(Beginning of Dataset)

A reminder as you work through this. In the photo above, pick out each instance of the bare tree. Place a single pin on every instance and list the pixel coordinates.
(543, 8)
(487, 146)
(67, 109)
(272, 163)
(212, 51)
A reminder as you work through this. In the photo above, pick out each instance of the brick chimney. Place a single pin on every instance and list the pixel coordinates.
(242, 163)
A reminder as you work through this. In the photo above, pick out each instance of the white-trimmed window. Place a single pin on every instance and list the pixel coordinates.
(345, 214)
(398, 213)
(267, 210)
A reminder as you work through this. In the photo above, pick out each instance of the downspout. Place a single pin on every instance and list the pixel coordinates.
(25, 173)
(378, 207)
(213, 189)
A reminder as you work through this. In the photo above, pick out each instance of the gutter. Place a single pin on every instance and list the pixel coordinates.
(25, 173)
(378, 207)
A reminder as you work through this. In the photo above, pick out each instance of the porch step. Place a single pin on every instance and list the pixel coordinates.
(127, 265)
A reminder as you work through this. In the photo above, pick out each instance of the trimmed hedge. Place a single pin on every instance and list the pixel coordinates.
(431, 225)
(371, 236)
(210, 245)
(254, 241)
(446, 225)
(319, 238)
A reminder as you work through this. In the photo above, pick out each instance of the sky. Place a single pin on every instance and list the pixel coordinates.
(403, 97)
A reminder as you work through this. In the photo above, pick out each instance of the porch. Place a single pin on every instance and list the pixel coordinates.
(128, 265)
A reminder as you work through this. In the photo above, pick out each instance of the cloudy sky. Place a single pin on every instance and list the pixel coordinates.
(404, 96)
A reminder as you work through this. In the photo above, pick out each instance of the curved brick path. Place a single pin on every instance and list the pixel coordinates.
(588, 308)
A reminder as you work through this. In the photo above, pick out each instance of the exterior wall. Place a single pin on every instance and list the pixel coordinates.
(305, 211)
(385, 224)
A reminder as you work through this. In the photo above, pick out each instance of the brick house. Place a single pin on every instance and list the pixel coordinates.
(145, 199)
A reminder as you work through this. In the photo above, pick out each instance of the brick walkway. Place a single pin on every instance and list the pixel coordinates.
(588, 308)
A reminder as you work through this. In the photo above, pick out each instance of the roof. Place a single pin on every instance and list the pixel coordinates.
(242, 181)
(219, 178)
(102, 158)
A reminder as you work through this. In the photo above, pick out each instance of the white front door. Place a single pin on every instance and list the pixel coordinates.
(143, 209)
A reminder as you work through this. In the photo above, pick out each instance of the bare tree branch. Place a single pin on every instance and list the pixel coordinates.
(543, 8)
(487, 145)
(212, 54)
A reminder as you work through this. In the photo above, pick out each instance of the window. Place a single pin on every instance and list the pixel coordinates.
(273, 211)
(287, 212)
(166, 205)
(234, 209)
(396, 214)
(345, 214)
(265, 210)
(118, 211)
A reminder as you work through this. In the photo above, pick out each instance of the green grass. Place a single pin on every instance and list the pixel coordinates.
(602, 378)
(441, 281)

(End of Dataset)
(Beginning of Dataset)

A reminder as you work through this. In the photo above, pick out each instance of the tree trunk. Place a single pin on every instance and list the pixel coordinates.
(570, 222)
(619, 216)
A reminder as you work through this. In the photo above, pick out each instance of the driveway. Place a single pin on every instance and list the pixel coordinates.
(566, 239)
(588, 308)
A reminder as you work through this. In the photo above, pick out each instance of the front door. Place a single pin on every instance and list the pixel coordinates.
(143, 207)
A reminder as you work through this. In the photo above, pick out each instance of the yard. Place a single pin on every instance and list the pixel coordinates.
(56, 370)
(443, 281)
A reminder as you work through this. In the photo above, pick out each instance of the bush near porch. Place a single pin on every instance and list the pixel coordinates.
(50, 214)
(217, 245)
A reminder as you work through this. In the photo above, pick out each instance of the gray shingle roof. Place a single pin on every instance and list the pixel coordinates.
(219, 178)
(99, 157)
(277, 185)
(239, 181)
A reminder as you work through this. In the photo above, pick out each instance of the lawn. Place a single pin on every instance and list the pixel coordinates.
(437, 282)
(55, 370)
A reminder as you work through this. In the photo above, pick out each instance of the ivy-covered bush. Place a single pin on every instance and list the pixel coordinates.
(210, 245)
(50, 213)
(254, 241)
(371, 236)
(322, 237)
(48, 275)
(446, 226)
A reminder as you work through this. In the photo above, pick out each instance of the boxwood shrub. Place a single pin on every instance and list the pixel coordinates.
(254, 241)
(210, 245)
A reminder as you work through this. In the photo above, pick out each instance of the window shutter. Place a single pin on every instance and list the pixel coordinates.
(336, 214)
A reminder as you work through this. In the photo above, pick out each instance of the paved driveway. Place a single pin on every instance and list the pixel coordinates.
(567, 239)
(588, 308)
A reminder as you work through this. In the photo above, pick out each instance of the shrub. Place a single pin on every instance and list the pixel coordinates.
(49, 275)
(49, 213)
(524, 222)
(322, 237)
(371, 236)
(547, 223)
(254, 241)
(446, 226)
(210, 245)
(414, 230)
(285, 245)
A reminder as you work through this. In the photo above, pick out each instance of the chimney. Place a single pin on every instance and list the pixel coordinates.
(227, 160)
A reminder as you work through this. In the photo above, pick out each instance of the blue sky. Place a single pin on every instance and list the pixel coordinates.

(End of Dataset)

# Exercise description:
The lines above from the one containing "of the chimney." through the one containing "of the blue" are to be set down exactly, and no others.

# Output below:
A reminder as you work through this. In the photo above, pick out each instance of the chimney. Place a single pin on every instance and list the pixel coordinates.
(227, 160)
A reminder as you work through this. In the photo above, pick out each instance of the blue sky. Place a single pin on every instance and list the pixel coordinates.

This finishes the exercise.